Records from an annotation dataset:
######

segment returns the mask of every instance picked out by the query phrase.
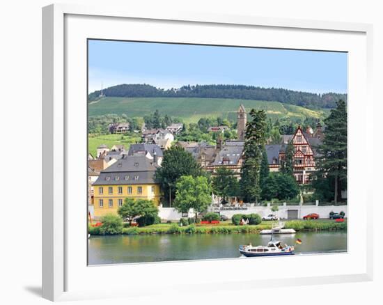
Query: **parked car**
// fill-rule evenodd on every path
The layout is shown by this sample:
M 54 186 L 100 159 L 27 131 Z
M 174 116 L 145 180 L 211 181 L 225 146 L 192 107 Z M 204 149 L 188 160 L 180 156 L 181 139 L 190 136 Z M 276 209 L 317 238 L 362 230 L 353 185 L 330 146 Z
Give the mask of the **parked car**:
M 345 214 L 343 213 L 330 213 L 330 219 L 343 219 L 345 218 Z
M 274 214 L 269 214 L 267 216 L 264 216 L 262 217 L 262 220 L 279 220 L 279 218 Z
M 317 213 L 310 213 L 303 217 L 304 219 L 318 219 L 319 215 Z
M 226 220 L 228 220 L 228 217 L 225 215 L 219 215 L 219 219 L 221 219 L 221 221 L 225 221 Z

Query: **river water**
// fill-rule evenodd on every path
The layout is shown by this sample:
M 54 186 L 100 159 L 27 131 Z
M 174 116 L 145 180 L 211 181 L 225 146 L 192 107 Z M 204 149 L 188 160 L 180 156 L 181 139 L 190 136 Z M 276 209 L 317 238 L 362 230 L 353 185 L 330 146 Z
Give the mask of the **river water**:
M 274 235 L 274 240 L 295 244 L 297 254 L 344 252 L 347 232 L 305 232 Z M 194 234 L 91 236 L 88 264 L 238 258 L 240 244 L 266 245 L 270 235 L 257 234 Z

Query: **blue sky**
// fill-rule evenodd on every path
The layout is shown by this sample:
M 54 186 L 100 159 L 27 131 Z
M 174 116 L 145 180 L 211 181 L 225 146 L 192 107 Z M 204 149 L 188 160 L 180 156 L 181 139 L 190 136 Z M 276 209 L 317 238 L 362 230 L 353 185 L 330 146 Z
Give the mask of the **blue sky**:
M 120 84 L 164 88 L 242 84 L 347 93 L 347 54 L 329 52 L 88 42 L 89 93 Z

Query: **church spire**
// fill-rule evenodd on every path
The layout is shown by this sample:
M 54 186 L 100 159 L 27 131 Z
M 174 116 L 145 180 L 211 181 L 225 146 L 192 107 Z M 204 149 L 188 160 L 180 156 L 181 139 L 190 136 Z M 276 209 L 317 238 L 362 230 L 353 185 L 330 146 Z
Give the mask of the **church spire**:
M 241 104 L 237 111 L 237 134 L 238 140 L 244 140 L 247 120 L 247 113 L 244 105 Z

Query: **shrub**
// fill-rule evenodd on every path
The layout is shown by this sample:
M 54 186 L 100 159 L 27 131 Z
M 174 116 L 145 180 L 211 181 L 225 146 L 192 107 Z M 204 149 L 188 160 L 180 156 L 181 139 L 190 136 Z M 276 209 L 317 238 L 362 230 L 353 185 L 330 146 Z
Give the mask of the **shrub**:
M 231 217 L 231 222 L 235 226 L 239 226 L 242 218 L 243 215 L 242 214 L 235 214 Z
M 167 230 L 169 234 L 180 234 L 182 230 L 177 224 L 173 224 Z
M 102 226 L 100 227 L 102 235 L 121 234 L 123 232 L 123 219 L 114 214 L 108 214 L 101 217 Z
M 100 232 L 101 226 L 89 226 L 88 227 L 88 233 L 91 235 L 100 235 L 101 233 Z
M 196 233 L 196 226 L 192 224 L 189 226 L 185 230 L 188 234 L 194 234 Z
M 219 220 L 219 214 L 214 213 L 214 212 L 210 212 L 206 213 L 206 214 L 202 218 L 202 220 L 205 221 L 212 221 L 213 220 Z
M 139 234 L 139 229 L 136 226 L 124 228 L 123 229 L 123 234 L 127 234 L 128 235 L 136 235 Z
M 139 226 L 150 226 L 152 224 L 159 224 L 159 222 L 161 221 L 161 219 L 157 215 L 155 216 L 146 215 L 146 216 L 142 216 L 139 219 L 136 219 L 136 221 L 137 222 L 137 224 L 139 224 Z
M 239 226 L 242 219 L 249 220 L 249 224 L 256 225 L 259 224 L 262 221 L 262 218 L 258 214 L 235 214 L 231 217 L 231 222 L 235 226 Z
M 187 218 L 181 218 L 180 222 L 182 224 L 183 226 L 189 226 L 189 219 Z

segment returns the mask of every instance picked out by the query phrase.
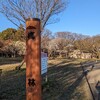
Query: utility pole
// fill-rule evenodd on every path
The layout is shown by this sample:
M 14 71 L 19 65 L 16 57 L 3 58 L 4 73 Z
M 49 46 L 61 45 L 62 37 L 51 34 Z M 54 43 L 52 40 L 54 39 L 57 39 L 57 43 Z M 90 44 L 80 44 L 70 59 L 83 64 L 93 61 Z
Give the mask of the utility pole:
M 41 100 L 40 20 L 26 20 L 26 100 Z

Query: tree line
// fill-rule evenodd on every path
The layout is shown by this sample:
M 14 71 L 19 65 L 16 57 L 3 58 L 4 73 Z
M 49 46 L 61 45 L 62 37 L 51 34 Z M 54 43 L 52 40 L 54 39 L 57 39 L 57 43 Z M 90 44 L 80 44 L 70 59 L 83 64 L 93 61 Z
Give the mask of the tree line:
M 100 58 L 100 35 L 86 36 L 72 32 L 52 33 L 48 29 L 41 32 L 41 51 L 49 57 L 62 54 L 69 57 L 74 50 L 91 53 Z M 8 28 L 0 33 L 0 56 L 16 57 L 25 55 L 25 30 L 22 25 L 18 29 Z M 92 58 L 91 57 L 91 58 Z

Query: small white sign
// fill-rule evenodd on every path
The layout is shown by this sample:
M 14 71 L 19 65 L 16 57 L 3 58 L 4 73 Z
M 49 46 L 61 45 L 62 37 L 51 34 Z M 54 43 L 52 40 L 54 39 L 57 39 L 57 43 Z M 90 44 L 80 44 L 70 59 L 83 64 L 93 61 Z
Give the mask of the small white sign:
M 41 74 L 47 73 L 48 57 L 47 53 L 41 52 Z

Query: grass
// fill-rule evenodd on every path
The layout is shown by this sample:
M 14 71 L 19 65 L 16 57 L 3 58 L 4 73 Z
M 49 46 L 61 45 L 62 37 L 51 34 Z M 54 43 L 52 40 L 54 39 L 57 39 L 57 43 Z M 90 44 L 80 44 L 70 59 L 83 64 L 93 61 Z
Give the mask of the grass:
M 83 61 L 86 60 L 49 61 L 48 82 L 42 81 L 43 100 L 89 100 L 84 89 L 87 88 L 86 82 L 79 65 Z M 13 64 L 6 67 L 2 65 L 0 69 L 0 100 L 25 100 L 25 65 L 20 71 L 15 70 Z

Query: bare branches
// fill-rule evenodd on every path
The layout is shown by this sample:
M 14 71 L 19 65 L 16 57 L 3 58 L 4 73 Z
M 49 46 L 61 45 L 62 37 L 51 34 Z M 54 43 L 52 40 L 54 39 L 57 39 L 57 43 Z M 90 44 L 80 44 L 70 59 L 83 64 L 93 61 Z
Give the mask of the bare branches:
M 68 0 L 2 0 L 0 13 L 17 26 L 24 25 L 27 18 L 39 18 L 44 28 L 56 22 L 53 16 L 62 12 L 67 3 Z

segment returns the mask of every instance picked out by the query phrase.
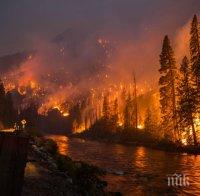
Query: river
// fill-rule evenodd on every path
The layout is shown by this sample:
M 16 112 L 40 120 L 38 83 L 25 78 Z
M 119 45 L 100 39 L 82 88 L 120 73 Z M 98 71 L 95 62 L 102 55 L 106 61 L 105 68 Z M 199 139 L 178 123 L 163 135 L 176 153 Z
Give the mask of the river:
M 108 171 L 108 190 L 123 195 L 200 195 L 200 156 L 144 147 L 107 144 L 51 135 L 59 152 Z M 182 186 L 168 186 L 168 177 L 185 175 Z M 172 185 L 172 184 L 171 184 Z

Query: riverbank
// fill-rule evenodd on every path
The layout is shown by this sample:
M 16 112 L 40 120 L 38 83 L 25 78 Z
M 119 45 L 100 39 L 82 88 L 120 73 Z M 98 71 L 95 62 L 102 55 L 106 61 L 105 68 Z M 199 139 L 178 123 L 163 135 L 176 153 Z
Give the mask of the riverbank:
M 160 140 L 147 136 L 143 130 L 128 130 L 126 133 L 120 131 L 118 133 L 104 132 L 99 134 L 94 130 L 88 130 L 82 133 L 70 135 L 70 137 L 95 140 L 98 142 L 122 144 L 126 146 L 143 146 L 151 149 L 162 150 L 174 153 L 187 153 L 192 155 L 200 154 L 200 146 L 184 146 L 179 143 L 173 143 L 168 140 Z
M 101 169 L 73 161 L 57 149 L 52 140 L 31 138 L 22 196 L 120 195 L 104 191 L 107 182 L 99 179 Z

######

Work required:
Rewrite the records as a Markdown table with columns Row and Line, starting with the line containing "Query: bare branches" and going on through the line containing "M 68 0 L 2 0", leaving out blank lines.

Response to the task:
| Row | Line |
|---|---|
| 1 | Query: bare branches |
| 2 | // fill-rule evenodd on every path |
| 3 | The layout is shown by this sample: |
| 4 | M 14 71 L 19 65 L 16 57 L 3 58 L 4 73 Z |
| 5 | M 49 46 L 61 45 L 62 37 L 51 34 Z M 54 43 L 52 40 L 54 39 L 57 39 L 57 43 Z M 90 44 L 80 44 L 70 59 L 83 64 L 93 61 Z |
| 6 | Give the mask of the bare branches: |
| 7 | M 68 0 L 2 0 L 0 13 L 17 26 L 24 25 L 27 18 L 39 18 L 44 28 L 56 22 L 53 16 L 62 12 L 67 3 Z |